## Data entries
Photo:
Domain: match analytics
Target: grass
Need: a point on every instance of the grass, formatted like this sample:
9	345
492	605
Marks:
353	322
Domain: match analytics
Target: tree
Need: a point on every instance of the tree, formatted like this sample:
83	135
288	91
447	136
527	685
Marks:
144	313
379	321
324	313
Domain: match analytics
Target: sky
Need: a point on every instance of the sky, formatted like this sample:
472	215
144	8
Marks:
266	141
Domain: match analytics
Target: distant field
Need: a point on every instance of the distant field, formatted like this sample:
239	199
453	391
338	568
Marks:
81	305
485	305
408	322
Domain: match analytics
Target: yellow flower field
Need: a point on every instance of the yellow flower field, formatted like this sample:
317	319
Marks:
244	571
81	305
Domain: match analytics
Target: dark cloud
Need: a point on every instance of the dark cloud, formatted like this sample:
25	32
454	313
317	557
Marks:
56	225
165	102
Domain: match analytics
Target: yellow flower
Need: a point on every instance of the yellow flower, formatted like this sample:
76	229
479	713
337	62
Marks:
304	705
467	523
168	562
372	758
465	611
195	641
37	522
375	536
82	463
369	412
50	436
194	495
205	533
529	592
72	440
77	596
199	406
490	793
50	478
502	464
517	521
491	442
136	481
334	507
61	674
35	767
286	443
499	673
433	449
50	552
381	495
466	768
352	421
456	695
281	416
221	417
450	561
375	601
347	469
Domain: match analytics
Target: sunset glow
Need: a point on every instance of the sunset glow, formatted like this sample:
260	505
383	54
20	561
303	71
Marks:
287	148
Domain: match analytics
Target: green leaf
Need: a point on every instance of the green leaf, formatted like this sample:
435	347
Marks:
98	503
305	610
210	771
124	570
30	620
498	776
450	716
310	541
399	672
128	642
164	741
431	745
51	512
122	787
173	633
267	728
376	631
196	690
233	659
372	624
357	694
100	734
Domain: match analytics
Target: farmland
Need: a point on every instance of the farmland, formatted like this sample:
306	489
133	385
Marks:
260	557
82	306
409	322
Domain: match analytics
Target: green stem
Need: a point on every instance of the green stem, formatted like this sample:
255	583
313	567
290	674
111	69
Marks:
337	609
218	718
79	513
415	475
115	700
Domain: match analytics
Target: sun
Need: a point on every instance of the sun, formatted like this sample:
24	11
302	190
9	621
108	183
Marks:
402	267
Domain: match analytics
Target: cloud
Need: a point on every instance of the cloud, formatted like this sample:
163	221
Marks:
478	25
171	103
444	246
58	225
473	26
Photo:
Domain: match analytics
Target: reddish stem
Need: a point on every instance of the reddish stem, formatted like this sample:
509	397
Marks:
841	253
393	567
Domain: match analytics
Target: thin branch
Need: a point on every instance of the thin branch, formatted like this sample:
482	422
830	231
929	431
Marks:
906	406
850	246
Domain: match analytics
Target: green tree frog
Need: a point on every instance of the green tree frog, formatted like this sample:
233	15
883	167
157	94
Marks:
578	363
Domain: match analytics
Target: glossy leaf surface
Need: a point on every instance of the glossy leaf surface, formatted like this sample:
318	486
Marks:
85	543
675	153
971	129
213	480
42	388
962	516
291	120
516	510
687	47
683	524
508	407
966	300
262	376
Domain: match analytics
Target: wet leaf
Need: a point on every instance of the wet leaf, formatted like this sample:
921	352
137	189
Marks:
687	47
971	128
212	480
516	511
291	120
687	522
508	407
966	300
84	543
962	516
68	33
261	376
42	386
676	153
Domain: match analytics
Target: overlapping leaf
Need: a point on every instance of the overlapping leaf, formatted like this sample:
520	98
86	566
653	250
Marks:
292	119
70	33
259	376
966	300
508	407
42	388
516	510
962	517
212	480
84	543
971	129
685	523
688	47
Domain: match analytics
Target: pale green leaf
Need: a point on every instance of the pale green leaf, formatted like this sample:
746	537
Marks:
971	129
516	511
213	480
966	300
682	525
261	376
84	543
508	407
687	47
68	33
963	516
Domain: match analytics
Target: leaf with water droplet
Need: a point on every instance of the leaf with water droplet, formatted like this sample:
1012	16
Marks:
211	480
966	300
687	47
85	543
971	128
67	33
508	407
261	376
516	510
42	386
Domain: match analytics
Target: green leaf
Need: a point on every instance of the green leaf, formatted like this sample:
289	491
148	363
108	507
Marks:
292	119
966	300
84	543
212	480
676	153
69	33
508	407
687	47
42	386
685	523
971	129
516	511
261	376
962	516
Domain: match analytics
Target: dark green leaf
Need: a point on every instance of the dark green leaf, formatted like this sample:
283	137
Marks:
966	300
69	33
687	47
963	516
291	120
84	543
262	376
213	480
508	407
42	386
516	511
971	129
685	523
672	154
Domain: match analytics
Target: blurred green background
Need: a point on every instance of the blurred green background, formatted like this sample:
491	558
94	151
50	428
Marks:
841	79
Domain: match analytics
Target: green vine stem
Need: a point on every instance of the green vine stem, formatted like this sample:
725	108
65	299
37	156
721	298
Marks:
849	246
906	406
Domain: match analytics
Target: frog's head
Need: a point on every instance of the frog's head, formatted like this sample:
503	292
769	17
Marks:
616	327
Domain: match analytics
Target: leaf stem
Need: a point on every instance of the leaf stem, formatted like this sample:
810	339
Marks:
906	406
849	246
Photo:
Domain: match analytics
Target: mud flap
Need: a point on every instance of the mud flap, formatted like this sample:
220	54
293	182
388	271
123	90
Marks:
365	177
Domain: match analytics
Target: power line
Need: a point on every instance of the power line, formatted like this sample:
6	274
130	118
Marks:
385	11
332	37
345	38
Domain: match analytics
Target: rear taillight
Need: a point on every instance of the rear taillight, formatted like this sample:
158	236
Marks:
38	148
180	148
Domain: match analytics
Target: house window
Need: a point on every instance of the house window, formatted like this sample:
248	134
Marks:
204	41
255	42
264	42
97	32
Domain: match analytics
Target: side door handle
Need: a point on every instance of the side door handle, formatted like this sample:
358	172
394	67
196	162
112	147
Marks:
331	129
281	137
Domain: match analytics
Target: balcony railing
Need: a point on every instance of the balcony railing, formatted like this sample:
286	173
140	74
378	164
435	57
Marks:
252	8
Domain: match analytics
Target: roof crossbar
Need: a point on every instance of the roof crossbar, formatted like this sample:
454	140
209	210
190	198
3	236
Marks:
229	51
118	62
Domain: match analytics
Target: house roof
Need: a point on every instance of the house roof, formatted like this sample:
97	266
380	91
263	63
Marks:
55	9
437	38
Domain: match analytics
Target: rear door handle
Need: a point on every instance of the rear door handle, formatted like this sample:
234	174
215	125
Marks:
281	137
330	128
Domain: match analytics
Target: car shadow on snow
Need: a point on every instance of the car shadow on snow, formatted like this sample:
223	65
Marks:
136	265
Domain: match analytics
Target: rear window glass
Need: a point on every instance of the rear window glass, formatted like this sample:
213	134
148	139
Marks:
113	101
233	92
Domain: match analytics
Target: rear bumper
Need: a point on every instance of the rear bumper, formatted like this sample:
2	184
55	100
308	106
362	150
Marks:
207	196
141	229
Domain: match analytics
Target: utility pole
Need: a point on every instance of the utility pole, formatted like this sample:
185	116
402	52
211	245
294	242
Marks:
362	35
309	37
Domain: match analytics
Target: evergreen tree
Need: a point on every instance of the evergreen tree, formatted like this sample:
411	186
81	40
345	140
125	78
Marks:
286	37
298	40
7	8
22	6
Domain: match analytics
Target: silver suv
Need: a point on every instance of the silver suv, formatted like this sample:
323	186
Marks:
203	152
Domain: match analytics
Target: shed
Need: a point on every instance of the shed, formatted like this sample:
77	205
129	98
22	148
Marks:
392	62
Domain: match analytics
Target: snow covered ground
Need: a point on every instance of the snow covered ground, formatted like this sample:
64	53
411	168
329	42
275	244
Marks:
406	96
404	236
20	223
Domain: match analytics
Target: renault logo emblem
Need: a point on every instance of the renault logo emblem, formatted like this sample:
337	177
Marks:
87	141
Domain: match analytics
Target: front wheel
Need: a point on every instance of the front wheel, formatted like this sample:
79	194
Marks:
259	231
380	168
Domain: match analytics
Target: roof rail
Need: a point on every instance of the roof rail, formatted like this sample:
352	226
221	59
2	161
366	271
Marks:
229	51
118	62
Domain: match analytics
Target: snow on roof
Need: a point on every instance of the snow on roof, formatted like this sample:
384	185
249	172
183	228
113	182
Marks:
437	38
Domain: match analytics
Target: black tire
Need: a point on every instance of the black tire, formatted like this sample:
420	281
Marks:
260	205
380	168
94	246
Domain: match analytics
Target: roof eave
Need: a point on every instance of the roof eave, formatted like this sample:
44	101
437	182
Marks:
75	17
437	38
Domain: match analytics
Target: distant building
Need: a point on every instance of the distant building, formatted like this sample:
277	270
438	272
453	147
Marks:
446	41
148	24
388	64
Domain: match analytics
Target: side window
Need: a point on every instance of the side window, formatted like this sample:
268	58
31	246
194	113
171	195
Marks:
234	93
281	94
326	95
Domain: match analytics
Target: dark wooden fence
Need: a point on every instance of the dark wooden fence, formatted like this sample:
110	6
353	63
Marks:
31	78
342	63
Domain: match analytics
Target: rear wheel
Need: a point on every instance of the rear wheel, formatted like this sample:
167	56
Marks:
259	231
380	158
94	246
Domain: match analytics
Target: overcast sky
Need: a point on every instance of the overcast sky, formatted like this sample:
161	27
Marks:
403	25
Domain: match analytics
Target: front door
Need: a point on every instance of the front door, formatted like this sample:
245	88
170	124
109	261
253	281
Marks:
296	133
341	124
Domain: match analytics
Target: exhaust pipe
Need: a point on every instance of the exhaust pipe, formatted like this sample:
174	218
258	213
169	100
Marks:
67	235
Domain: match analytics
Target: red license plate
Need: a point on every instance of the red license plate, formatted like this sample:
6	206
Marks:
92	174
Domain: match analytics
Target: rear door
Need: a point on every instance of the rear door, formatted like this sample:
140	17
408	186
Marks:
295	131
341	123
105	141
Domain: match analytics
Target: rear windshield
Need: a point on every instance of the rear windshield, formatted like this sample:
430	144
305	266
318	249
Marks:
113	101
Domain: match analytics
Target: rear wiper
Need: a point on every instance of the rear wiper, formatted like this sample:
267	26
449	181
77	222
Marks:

## Task to carry out
Gather every line from the items above that contains the word "reddish", and copy each one out in full.

## Finished answer
Target: reddish stem
Need: a point on every instance of the reddish stem, formatted like this sample:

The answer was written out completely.